> **Task details**:
Copy out the stretch from the line containing "the rooster's foot." through the end of the records, swapping "foot" for "claw" and leaving everything else as it is.

· · ·

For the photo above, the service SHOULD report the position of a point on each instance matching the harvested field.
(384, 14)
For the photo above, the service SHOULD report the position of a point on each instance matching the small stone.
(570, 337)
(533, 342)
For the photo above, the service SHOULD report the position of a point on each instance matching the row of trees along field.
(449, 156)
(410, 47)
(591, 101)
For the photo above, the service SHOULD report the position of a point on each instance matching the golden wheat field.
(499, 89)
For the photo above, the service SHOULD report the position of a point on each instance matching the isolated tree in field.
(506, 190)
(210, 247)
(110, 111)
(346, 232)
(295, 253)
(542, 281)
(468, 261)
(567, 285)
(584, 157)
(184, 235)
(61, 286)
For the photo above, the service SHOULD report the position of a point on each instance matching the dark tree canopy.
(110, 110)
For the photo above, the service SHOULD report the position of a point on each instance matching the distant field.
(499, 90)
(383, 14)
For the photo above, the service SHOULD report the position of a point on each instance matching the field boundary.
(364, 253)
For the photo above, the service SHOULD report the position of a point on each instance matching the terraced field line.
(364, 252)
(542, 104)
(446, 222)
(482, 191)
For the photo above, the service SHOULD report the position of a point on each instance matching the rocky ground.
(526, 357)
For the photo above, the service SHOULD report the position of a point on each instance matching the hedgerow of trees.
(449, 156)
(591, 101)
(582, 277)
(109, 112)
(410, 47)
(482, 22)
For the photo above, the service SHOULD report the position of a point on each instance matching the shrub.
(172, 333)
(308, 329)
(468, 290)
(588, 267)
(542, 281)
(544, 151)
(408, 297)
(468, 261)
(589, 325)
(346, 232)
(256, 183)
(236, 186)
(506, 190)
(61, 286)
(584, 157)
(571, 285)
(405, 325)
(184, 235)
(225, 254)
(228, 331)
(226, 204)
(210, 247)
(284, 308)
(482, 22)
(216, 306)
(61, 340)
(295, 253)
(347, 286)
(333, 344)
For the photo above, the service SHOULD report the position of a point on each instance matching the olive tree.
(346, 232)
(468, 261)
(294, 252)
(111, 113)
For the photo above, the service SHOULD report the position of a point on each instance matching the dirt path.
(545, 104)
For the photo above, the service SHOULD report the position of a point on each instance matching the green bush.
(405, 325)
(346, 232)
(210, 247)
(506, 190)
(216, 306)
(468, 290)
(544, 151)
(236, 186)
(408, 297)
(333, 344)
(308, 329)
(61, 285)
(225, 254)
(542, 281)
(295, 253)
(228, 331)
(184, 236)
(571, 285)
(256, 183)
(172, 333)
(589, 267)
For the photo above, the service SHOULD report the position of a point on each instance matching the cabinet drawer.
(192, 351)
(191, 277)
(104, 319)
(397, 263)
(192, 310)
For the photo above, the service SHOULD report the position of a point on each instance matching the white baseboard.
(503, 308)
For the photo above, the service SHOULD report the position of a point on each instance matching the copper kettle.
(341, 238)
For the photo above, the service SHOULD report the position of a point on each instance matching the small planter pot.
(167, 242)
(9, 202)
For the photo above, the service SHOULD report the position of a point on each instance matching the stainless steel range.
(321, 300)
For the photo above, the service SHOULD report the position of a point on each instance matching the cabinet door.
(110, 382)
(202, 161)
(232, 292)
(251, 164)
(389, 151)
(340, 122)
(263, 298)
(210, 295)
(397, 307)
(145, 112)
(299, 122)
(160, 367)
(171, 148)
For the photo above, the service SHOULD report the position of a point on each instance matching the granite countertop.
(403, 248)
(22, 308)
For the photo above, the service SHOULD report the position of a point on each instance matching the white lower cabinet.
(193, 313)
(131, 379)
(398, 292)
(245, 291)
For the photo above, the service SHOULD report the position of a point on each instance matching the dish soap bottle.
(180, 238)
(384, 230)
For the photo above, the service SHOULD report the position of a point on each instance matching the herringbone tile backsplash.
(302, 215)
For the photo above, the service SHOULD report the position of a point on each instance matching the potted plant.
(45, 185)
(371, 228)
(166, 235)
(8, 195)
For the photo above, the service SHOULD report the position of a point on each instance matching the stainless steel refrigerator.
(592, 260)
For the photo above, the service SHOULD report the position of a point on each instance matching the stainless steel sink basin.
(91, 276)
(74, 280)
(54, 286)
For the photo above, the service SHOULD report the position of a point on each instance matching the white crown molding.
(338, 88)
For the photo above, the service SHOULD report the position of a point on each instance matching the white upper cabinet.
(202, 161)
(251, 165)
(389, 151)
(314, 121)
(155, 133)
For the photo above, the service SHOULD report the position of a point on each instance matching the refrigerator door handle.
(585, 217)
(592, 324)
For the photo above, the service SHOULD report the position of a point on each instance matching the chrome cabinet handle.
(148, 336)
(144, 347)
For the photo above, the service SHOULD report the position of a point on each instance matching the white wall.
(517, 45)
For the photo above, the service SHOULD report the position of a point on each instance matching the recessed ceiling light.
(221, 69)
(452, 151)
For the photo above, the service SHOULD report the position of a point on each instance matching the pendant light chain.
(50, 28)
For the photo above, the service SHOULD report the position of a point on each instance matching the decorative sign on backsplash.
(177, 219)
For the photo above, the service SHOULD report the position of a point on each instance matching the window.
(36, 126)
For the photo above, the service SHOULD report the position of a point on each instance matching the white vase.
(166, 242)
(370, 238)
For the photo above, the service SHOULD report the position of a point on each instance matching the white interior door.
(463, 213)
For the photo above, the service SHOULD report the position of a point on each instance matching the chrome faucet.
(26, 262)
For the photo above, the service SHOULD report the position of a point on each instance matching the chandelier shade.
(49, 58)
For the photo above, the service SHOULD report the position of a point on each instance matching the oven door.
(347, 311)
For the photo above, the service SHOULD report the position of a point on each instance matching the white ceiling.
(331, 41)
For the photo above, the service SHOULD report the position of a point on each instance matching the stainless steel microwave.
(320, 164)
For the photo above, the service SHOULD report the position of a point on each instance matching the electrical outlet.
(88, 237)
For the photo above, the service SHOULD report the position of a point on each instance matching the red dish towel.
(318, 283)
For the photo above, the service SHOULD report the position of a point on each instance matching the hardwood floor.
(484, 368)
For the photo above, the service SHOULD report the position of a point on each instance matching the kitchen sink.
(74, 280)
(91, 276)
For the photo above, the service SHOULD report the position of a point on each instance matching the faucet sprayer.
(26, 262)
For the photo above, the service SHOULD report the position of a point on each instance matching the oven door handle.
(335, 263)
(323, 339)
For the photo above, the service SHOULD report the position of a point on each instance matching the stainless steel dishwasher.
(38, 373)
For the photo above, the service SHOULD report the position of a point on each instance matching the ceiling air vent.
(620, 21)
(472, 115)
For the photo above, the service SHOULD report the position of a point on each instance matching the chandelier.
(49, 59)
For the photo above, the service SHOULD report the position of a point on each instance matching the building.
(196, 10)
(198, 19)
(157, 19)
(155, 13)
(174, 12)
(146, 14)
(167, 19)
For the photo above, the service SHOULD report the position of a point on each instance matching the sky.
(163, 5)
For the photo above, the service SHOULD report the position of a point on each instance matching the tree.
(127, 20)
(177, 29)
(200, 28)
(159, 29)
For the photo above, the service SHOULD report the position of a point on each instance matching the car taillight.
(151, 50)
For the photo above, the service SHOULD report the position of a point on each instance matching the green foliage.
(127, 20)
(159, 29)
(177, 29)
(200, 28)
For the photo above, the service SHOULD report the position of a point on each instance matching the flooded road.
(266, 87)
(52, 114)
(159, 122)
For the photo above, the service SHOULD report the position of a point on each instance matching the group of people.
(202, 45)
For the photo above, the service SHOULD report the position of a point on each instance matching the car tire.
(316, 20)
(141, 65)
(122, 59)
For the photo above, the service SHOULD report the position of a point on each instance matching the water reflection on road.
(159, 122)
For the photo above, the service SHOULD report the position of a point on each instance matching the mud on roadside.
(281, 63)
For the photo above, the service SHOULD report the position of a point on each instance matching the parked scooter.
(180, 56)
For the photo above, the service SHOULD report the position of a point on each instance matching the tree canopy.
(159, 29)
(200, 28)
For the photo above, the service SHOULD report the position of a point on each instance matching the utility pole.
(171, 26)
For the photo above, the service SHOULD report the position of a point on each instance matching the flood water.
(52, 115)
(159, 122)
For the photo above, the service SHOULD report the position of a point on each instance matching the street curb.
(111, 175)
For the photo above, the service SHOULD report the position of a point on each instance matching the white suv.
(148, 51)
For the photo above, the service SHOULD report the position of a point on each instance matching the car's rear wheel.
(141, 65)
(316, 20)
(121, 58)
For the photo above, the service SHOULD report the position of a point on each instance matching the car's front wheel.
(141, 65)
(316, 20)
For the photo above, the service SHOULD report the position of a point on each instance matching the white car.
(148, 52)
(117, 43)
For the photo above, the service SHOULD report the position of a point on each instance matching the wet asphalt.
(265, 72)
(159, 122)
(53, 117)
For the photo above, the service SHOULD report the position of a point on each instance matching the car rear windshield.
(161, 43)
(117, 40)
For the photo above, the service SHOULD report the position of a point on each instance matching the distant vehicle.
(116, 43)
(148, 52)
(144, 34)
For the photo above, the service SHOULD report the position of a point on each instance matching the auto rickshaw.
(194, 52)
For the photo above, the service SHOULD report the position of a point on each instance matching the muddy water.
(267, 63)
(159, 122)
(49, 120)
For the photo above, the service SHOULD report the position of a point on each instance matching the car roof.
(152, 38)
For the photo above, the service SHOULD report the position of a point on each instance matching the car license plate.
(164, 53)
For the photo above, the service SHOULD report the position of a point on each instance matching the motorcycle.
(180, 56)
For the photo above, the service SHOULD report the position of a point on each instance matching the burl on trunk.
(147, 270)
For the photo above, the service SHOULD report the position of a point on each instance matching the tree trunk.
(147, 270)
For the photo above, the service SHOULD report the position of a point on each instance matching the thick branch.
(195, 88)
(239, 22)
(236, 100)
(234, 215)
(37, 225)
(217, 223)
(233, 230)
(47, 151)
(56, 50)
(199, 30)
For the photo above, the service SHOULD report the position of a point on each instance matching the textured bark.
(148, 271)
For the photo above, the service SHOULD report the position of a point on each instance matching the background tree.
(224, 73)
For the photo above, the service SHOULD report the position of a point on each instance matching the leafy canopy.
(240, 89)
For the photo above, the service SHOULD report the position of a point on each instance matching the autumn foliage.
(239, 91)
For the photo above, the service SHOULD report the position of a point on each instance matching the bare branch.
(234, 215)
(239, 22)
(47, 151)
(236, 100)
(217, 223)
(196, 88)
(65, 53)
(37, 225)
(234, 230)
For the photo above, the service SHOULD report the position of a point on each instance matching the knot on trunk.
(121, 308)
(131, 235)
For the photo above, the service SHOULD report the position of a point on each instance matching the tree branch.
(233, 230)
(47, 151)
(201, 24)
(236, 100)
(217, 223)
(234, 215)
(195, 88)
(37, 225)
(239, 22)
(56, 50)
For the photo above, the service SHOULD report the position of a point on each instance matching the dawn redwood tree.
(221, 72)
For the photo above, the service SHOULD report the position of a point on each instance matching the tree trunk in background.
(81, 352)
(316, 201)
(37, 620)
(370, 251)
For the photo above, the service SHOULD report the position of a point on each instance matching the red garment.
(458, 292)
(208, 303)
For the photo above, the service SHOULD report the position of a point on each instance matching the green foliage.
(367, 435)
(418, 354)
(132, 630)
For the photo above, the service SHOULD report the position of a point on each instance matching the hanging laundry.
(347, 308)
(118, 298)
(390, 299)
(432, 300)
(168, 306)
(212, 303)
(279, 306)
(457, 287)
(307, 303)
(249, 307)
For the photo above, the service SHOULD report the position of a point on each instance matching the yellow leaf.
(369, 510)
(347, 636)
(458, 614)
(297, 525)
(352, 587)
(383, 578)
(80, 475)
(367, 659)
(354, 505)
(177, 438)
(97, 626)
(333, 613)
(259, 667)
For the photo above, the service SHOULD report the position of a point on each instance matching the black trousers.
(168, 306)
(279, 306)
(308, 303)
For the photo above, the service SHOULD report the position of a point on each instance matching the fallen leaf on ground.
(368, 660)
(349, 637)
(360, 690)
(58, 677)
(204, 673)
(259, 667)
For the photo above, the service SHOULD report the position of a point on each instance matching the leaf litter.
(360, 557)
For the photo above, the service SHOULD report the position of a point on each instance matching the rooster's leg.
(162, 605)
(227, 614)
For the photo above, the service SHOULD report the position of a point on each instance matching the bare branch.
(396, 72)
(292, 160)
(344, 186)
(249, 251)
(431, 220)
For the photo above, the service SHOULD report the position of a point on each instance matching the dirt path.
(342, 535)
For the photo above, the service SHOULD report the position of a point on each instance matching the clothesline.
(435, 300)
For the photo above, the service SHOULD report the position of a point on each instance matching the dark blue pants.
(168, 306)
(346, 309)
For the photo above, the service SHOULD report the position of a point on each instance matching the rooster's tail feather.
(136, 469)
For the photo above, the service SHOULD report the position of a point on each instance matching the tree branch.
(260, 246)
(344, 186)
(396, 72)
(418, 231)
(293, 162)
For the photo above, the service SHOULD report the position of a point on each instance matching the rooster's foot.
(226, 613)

· · ·

> **Answer to the task**:
For the photo above, the service SHOULD report the position of a point on each instance matching the rooster's claw.
(226, 613)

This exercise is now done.